__ESTRATTO DELLA PAGINA__:
%%

Sentenza Sentenza Cassazione Civile n. 5246 del 25/02/2021

Cassazione civile sez. lav., 25/02/2021, (ud. 18/11/2020, dep. 25/02/2021), n.5246

LA CORTE SUPREMA DI CASSAZIONE

SEZIONE LAVORO

Composta dagli Ill.mi Sigg.ri Magistrati:

Dott. MANNA Antonio – Presidente –

Dott. D’ANTONIO Enrica – Consigliere –

Dott. MANCINO Rossana – Consigliere –

Dott. CALAFIORE Daniela – rel. Consigliere –

Dott. CAVALLARO Luigi – Consigliere –

ha pronunciato la seguente:

SENTENZA

sul ricorso 4722/2017 proposto da:

CONSERFRUTTA S.R.L., in persona del legale rappresentante pro

tempore, elettivamente domiciliata in ROMA, VIA ADDA 111, presso lo

studio dell’avvocato GERMANA HOBER, rappresentata e difesa

dall’avvocato NICOLA ROSATO;

– ricorrente –

contro

I.N.P.S. – ISTITUTO NAZIONALE DELLA PREVIDENZA SOCIALE, in persona

del suo Presidente e legale rappresentante pro tempore, in proprio e

quale mandatario della S.C.C.I. S.P.A. Società di Cartolarizzazione

dei Crediti I.N.P.S., elettivamente domiciliati in ROMA, VIA CESARE

BECCARIA N. 29, presso l’Avvocatura Centrale dell’Istituto,

rappresentati e difesi dagli avvocati ESTER ADA SCIPLINO, EMANUELE

DE ROSE, LELIO MARITATO, GIUSEPPE MATANO, ANTONINO SGROI, CARLA

D’ALOISIO;

– controricorrenti –

e contro

EQUITALIA SUD S.P.A.;

– intimata –

avverso la sentenza n. 2951/2016 della CORTE D’APPELLO di LECCE,

depositata il 11/01/2017 R.G.N. 1207/2014;

udita la relazione della causa svolta nella pubblica udienza del

18/11/2020 dal Consigliere Dott. DANIELA CALAFIORE;

udito il P.M., in persona del Sostituto Procuratore Generale Dott.

%%

__COSA FARE__:
Per favore, trasforma in un elenco puntato il paragrafo della sentenza qui sopra che comincia con «I.N.P.S. – ISTITUTO NAZIONALE DELLA PREVIDENZA SOCIALE», conservandone i fatti principali.

[Estratti di dati di puntamento]

%%

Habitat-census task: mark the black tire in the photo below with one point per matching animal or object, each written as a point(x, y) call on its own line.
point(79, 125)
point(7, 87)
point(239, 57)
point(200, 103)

%%

__RISPOSTA COMPLETA__:
- Parte: I.N.P.S. – Istituto Nazionale della Previdenza Sociale, in persona del suo Presidente e legale rappresentante pro tempore
- Agisce in proprio e come mandatario della S.C.C.I. S.p.A. Società di Cartolarizzazione dei Crediti I.N.P.S.
- Domicilio eletto: Roma, Via Cesare Beccaria n. 29, presso l'Avvocatura Centrale dell'Istituto
- Difensori: avvocati Ester Ada Sciplino, Emanuele De Rose, Lelio Maritato, Giuseppe Matano, Antonino Sgroi, Carla D'Aloisio